## Information given
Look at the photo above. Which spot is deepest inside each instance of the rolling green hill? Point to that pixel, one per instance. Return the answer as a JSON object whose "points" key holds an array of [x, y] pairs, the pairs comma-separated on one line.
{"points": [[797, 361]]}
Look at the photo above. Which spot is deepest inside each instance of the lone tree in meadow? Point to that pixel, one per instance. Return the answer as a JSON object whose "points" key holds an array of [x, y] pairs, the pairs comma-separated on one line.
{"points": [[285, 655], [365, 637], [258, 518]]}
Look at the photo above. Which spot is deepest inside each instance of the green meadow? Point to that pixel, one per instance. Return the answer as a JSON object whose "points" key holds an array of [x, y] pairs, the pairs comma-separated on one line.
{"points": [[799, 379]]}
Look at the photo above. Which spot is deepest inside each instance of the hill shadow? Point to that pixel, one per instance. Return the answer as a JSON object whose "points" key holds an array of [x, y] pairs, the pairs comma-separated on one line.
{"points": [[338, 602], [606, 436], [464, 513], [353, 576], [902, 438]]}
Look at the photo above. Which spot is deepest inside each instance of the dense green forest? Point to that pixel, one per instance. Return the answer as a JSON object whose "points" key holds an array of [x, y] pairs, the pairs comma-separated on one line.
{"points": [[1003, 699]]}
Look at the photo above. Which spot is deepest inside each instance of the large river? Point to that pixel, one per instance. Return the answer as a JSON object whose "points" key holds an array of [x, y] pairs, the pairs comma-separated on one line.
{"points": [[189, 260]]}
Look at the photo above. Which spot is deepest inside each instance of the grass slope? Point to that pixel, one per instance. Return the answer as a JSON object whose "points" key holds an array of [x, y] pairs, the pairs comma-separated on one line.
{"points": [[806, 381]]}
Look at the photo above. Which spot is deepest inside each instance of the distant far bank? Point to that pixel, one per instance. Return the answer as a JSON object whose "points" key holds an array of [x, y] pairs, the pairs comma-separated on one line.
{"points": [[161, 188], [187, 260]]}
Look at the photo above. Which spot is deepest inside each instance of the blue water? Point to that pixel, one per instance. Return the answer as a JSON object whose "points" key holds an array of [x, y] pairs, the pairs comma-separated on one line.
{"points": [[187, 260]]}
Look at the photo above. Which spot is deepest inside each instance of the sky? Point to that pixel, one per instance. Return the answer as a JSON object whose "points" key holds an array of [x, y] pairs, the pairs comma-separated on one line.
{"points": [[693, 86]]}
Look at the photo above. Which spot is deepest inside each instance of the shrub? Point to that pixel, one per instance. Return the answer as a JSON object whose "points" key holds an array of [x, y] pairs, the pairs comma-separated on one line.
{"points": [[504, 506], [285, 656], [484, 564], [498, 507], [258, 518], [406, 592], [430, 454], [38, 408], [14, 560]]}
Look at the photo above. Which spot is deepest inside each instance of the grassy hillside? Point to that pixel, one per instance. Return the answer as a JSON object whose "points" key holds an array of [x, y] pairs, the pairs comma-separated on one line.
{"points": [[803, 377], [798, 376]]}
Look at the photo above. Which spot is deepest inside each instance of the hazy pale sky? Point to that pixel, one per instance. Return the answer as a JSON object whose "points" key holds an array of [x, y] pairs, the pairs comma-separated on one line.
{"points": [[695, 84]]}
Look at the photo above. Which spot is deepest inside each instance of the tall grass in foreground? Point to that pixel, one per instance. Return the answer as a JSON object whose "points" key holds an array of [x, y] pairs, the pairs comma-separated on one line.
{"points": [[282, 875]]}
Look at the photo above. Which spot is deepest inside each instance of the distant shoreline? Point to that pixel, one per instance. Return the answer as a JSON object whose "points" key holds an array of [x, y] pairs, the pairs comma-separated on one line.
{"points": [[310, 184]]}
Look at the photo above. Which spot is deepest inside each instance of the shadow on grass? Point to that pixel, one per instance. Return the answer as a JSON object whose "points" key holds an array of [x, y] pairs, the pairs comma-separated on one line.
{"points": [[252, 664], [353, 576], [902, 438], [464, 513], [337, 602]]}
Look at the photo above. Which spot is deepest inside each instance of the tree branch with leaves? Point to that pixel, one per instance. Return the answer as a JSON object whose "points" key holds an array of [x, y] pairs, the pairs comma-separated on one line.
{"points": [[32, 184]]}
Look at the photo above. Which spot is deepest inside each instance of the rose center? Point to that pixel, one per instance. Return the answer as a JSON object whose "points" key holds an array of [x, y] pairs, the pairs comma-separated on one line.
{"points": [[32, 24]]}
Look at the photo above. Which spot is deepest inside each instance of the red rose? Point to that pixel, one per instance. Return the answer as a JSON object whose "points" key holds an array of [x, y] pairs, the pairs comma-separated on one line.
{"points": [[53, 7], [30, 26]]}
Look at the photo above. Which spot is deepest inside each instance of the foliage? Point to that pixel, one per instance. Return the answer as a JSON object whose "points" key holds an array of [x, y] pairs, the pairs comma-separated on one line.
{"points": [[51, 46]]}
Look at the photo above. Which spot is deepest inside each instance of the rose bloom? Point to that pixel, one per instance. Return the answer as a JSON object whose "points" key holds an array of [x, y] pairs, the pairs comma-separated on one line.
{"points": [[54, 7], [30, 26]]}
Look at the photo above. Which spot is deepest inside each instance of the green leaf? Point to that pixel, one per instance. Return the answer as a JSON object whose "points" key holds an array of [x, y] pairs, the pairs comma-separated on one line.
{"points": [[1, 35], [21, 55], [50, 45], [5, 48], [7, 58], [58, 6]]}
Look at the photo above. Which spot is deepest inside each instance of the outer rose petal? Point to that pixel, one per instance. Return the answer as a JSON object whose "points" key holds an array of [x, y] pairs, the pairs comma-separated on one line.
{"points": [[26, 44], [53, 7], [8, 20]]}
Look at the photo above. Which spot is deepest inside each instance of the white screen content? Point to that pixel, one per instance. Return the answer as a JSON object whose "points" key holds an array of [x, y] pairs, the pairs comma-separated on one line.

## Your instructions
Your task is to output the full set of records exactly as presented.

## Exercise response
Look at the photo above. Which spot is deepest inside each instance of the rolling green hill? Point to that pixel, one per instance. Return the answer as a JSON object whose "points" key holds an array of [x, y] pairs, the pairs comma-separated on one line.
{"points": [[797, 361]]}
Look at the photo above. Which spot is deepest inside each instance of the lone tree in meadow? Point to that pixel, one per instance. Return the answer as a JSON object whose "points" key holds an array of [x, y] pairs, the pairs comma-separated on one line.
{"points": [[285, 655], [365, 637], [258, 518]]}
Look at the photo above. Which spot is deepest inside each instance of the green meadow? Point to that pixel, one per instance. Return the answer as a JSON object whose "points" key holds an array of [x, y] pairs, the pairs comma-separated on one line.
{"points": [[799, 379]]}
Look at the photo above. Which spot is deepest inside each instance of the hill shadow? Point to that pixel, one per instance. Return the answer as a JSON object whose "points" key holds an array of [x, y] pairs, the pairs comma-separated on one line.
{"points": [[338, 602], [606, 436], [464, 513], [353, 576], [902, 438]]}
Look at the photo above. Which spot is deepest inside each instance of the dense green forest? Point to that pixel, one per instance. Return the answer as a JSON object whose "points" key holds an array of [x, y] pairs, the pairs comma-separated on one line.
{"points": [[1003, 699]]}
Look at the photo above. Which spot is deepest inside each instance of the large river? Point to that pixel, one per instance. Return the answer as a JSON object whose "points" key holds an array of [x, y] pairs, the pairs comma-separated on one line.
{"points": [[189, 260]]}
Look at the photo above. Which spot is deepest inside each instance of the grass slope? Point to that pixel, one per instance. Return the answer as a JSON object whose "points" key holds an array of [x, y] pairs, the pairs comma-separated on one line.
{"points": [[806, 381]]}
Look at the photo above. Which spot is deepest inside each instance of the distant far bank? Point to that pixel, one per instance. Return the answer as a JSON object whose "points" key holds an array of [x, y] pairs, the pairs comma-separated on one line.
{"points": [[161, 188], [187, 260]]}
Look at the photo above. Which spot is deepest inside each instance of the blue water? Point to that pixel, one per instance. Return the answer as a JSON object whose "points" key holds an array of [x, y] pairs, the pairs comma-separated on one line.
{"points": [[187, 260]]}
Look at the photo above. Which spot is deepest inside each instance of the sky? Point to that pixel, one per instance. Return the answer as a JSON object whose "points" key holds an array of [x, y] pairs, the pairs comma-separated on one line.
{"points": [[693, 86]]}
Look at the photo above. Which spot is deepest inside each instance of the shrub? Point to that pixel, one per instance. Return the answer as a JSON object whose "points" key holds an array of [x, y] pairs, the pairs comma-separated on one line.
{"points": [[504, 506], [285, 656], [484, 564], [498, 507], [258, 518], [406, 592], [430, 454], [38, 408], [14, 560]]}
Look at the photo above. Which spot is deepest inside each instance of the grassy hillside? Point to that pixel, one per instance. Return the answer as a JSON object whose "points" key holds an array of [x, y] pairs, the pairs comma-separated on one line.
{"points": [[803, 377], [798, 376]]}
Look at the photo above. Which spot is deepest inside each instance of the hazy pale sky? Point to that pixel, one per instance. Return the answer as a JSON object whose "points" key holds an array of [x, y] pairs, the pairs comma-separated on one line.
{"points": [[695, 84]]}
Look at the photo above. Which spot is deepest inside each instance of the tall grass in foreground? Point to that pixel, one per instance. Return the answer as a JSON object whose "points" key holds an array of [x, y] pairs, the pairs comma-separated on one line.
{"points": [[282, 875]]}
Look at the photo above. Which spot is deepest inside each instance of the distant shoreline? Point to that pixel, one per instance. Return the answer as a JSON object whose "points" key holds an array of [x, y] pairs, the pairs comma-separated on one line.
{"points": [[310, 184]]}
Look at the photo above. Which spot is deepest inside each instance of the shadow on grass? Point to that pixel, one per instance. Return the answer as a JSON object whose "points" key holds an array of [x, y] pairs, the pairs comma-separated on one line.
{"points": [[252, 664], [353, 576], [902, 438], [464, 513], [337, 602]]}
Look at the photo above. Which spot is deepest inside each instance of the tree branch with leaves? Point to that pixel, one per instance. Return the answer as a JSON object whose "points" key holds an array of [x, y] pairs, the pairs comma-separated on one line.
{"points": [[32, 184]]}
Look at the photo above. Which spot is deepest inside each instance of the rose center? Point to that pixel, one per instance. Return the answer as a JSON object whose "points" key holds an array of [x, y] pairs, the pairs comma-separated on one line.
{"points": [[32, 24]]}
Look at the photo above. Which spot is deepest inside each instance of the red rose? Point to that pixel, one per instance. Return the answer as a JSON object whose "points" key holds an array of [x, y] pairs, the pairs comma-separated on one line.
{"points": [[53, 7], [30, 26]]}
Look at the photo above. Which spot is deepest inside each instance of the foliage? Point to that pixel, one per instance. Return the answer as a JSON object whose "points" key holds an array of [x, y] pairs, the pairs comma-separated on one line.
{"points": [[51, 46]]}
Look at the photo above. Which spot is deepest inside each instance of the rose bloom? Point to that pixel, one per instance. Return the answer as a JSON object whose "points" key holds an array of [x, y] pairs, the pairs comma-separated on one line.
{"points": [[54, 7], [30, 26]]}
Look at the photo above. Which spot is deepest inside each instance of the green leaf? Point to that pixel, one per instance. Return the answer as a JSON object whose "points" key holds an array of [x, y] pairs, the pairs comma-separated on one line.
{"points": [[1, 35], [21, 55], [50, 45], [5, 48], [7, 58], [58, 6]]}
Look at the photo above. Which spot is deepest inside each instance of the outer rose petal? Point to that pixel, one per instance. Return the answer as a JSON object whose "points" key holds an array of [x, y] pairs, the pairs comma-separated on one line.
{"points": [[26, 44], [53, 7], [8, 20]]}
Look at the photo above. Which spot is deepest inside each instance of the white screen content? Point to that pixel, one per instance. Return the answer as a JSON object whose "points" key holds an array of [x, y] pairs, the pairs comma-separated on one line.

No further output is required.